[begin Provided text]
# casket plans



## shake man (Mar 16, 2011)

hello everyone, I'm the shake man, and I'm a newbie! i have been on other forums before but not this one, perhaps someone can help me , i am trying to find plans for a casket, I have to build two of them, and they look pretty simple . does anyone know where i can get some free plans? most all the sites i have seen want from $35 to $135 for the plans, which seems to me quite 
pricey for a simple box

thanks in advance
shake man


----------



## mpbc48 (Sep 17, 2010)

Not exactly free plans, but this video might help.

YouTube - ht make a pine box coffin

Mike


----------



## Phil P (Jul 25, 2010)

You could always try copying some of these. Isn't just the Ghanahans doing it these days!


----------



## jw2170 (Jan 24, 2008)

shake man said:


> hello everyone, I'm the shake man, and I'm a newbie! i have been on other forums before but not this one, perhaps someone can help me , i am trying to find plans for a casket, I have to build two of them, and they look pretty simple . does anyone know where i can get some free plans? most all the sites i have seen want from $35 to $135 for the plans, which seems to me quite
> pricey for a simple box
> 
> thanks in advance
> shake man


G’day 

Welcome to the router forum. 

Thank you for joining us


----------



## The Warthog (Nov 29, 2010)

I've thought of making my own coffin. I may do it in a few years, if someone hasn't already put me in one. I'm going to be cremated, so it won't have to be fancy.


----------



## bobj3 (Jan 17, 2006)

HI

" I'm going to be cremated " me too, 5 gal's. of gas and a match in the backyard should get the job done. 

======


----------
[end Provided text]
[begin Stored rows]
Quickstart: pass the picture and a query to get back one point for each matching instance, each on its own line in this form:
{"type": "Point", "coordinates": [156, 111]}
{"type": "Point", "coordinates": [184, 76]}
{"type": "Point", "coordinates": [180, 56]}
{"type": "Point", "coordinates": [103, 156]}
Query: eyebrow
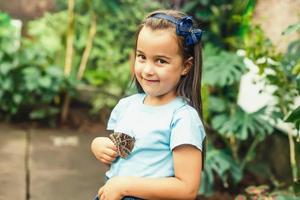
{"type": "Point", "coordinates": [159, 56]}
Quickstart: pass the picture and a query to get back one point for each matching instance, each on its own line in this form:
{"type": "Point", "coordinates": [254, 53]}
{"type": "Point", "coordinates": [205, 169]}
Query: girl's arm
{"type": "Point", "coordinates": [185, 184]}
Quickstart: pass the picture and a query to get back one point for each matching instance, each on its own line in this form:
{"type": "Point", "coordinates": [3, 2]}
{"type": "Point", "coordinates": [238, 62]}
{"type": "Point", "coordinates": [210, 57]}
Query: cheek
{"type": "Point", "coordinates": [137, 69]}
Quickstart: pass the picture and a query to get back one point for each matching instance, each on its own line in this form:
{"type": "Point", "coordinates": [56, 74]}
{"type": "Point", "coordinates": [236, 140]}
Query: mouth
{"type": "Point", "coordinates": [151, 81]}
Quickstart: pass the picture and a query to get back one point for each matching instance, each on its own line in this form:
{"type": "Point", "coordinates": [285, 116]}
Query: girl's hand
{"type": "Point", "coordinates": [113, 189]}
{"type": "Point", "coordinates": [104, 150]}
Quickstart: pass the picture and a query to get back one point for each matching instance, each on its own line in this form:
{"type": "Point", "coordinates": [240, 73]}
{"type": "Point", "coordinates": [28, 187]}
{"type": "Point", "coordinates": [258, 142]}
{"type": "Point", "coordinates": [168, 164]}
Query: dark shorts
{"type": "Point", "coordinates": [125, 198]}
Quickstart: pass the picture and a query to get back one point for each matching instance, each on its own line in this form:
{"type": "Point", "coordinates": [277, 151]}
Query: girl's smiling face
{"type": "Point", "coordinates": [158, 64]}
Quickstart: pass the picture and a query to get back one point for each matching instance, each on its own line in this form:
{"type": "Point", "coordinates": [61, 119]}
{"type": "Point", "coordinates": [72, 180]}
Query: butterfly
{"type": "Point", "coordinates": [123, 142]}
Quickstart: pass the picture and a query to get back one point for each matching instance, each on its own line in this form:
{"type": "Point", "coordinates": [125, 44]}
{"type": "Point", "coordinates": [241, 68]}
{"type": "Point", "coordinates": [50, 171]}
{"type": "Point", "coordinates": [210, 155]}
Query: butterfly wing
{"type": "Point", "coordinates": [123, 142]}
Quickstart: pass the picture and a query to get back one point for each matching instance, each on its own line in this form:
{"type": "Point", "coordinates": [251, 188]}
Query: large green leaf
{"type": "Point", "coordinates": [219, 162]}
{"type": "Point", "coordinates": [294, 117]}
{"type": "Point", "coordinates": [221, 68]}
{"type": "Point", "coordinates": [241, 124]}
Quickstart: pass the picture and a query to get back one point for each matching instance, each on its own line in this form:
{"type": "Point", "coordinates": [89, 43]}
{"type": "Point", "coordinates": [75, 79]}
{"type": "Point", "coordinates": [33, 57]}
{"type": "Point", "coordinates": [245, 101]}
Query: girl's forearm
{"type": "Point", "coordinates": [160, 188]}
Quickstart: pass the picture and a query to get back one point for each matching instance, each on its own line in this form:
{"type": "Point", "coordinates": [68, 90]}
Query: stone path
{"type": "Point", "coordinates": [40, 164]}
[end Stored rows]
→ Objective: Transcribe the casket plans thread word for word from "## The Warthog" to "the job done.". Rely only on the casket plans thread, not the entries.

→ Answer to this exercise:
## The Warthog (Nov 29, 2010)

I've thought of making my own coffin. I may do it in a few years, if someone hasn't already put me in one. I'm going to be cremated, so it won't have to be fancy.


----------



## bobj3 (Jan 17, 2006)

HI

" I'm going to be cremated " me too, 5 gal's. of gas and a match in the backyard should get the job done.